— WHAT IS EXPECTED —
Copy the records from the start through the line with "[[244, 136]]", swapping "taillight" for "rear light" and changing nothing else.

— DATASET —
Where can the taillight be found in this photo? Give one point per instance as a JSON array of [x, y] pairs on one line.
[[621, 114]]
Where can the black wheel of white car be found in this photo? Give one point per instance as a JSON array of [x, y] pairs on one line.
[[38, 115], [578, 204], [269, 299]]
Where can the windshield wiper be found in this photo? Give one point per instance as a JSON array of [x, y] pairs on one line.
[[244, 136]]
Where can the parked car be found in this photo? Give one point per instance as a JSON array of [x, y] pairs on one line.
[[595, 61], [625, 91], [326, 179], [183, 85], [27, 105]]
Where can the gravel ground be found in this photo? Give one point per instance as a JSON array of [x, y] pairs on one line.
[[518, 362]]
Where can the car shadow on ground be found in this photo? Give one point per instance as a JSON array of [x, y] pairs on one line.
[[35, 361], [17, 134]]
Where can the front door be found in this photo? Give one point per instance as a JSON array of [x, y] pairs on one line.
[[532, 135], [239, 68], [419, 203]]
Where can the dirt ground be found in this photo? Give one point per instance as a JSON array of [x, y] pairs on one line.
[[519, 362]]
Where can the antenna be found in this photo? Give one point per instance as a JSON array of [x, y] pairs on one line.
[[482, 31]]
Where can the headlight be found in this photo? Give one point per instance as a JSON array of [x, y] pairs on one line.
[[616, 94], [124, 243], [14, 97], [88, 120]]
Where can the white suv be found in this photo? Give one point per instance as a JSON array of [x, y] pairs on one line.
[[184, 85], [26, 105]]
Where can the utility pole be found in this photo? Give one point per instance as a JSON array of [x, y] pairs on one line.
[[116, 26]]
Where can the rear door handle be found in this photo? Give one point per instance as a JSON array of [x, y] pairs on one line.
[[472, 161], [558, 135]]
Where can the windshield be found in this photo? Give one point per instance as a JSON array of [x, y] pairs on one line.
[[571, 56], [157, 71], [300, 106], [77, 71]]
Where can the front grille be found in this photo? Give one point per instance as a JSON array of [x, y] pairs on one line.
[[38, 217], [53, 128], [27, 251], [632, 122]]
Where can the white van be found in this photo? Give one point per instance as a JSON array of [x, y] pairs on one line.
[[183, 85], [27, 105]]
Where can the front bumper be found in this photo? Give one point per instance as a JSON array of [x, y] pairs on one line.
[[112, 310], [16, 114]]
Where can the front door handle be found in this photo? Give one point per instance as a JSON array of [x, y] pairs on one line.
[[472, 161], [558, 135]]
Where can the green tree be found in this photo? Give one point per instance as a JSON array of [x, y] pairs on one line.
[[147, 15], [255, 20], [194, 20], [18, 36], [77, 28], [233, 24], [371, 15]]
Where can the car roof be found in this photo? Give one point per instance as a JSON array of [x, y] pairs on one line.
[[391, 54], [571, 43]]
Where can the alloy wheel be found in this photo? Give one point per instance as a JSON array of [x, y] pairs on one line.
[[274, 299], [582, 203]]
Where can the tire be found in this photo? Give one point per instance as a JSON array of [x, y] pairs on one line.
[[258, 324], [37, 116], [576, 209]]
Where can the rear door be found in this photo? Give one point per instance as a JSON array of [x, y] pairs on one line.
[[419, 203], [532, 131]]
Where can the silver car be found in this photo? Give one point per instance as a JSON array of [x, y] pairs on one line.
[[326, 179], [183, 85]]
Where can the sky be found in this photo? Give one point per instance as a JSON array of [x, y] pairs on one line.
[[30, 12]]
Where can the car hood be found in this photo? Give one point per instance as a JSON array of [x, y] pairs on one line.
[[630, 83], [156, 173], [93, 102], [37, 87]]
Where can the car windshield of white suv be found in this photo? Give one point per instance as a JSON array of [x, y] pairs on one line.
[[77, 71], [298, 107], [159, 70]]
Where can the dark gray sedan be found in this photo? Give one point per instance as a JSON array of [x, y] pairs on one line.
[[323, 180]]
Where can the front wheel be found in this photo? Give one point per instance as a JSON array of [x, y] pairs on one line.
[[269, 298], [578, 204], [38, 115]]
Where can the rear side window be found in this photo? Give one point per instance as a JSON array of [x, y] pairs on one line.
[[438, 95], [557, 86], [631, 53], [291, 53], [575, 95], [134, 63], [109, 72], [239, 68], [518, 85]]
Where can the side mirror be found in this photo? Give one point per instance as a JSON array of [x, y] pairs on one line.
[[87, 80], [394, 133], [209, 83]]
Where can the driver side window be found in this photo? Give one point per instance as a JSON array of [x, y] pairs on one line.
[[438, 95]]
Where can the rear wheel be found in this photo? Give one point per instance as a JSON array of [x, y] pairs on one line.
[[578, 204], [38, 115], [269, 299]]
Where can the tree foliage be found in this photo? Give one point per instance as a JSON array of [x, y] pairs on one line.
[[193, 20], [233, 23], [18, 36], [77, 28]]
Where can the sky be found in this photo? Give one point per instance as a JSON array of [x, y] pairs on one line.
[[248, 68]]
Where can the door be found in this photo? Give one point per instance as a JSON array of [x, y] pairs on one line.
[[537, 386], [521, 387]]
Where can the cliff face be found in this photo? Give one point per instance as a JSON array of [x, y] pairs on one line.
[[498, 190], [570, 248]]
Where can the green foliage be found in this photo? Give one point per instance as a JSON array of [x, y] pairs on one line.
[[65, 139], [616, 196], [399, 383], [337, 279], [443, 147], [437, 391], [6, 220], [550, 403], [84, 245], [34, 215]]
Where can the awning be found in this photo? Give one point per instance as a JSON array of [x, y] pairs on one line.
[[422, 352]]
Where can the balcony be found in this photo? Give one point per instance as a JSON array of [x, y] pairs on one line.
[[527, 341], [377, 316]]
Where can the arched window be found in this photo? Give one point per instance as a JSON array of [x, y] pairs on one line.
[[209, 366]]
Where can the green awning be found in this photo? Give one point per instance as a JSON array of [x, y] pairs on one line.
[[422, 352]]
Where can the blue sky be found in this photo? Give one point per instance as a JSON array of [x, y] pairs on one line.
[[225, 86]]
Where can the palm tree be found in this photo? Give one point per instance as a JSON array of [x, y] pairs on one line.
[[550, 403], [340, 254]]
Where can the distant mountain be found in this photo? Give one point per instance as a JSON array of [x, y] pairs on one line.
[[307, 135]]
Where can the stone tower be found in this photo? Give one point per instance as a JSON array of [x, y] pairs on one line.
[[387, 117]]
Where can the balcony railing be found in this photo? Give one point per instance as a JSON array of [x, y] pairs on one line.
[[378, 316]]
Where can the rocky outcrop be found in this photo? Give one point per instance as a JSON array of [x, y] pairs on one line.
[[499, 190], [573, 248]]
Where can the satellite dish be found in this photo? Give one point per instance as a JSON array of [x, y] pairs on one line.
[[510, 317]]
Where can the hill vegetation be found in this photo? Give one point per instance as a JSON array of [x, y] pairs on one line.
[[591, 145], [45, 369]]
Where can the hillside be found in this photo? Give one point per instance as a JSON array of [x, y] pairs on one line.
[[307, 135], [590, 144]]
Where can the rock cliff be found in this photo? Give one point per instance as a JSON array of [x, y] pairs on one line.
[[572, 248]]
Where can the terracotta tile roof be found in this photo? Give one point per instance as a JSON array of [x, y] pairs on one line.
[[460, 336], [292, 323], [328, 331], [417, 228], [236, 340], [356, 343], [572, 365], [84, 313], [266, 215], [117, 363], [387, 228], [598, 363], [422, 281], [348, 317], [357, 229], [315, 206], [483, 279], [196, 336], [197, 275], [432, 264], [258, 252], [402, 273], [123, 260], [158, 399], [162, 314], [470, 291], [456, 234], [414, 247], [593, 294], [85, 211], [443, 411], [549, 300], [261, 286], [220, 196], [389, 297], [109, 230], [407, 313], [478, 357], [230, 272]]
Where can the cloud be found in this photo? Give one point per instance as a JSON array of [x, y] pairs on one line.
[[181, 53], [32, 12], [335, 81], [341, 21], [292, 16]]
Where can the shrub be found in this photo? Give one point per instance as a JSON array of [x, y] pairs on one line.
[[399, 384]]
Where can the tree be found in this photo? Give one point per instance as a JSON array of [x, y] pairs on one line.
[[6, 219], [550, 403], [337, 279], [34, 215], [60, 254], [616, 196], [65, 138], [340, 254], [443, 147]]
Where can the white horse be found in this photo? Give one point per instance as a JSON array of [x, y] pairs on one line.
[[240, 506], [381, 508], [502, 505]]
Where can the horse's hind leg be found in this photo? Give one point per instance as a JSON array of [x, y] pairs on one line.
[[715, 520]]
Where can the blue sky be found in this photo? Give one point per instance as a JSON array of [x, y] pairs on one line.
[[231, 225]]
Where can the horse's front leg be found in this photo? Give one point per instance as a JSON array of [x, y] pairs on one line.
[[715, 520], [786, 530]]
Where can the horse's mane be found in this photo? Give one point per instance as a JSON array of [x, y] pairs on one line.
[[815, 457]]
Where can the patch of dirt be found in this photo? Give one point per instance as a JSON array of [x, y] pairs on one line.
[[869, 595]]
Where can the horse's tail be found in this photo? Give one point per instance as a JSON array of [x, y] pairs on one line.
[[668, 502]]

— TASK OUTPUT —
Where can the rear light be found in this photo? Give one point per instance as a JSON array of [x, y] pairs on one line.
[[621, 114]]
Where can the black wheel of white car be found in this photo? Give one point per instance as a JSON array of [x, y] pairs on one line.
[[38, 115], [578, 204], [269, 299]]
Where can the windshield wiper be found in this photo? Give one point per instance as a JSON array of [x, y] pairs on one line.
[[244, 136]]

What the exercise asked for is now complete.